* _YOUR TASK_
Your task is to count the lines of the records that contain "shell". Answer with the number and nothing else.

[Point-per-instance localization data]
%%

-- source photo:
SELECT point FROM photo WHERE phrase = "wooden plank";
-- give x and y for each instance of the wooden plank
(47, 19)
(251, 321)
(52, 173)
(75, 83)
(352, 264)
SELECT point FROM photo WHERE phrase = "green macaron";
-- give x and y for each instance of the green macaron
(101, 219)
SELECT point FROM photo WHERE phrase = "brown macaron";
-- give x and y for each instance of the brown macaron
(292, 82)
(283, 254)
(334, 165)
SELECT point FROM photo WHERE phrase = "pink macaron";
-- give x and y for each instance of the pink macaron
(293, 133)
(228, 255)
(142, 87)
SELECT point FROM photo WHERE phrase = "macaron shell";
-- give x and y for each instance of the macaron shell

%%
%%

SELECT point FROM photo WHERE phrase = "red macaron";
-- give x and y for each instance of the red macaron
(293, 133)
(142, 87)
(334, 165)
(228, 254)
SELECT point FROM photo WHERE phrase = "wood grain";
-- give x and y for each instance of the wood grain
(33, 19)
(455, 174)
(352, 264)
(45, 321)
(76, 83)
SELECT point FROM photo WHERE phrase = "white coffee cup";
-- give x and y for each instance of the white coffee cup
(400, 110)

%%
%%

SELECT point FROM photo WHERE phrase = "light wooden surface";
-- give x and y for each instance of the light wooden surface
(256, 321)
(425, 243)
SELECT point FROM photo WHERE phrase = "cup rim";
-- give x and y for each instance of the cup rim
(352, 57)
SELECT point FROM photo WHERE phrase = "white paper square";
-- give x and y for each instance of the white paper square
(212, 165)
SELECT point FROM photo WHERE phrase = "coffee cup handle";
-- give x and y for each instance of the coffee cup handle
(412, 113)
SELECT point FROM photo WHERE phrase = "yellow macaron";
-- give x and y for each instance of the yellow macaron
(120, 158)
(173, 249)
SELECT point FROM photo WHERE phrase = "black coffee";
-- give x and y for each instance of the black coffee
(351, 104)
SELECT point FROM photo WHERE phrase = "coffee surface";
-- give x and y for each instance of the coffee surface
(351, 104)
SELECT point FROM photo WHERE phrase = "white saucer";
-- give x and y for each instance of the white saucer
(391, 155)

%%

* _TASK SOLUTION_
2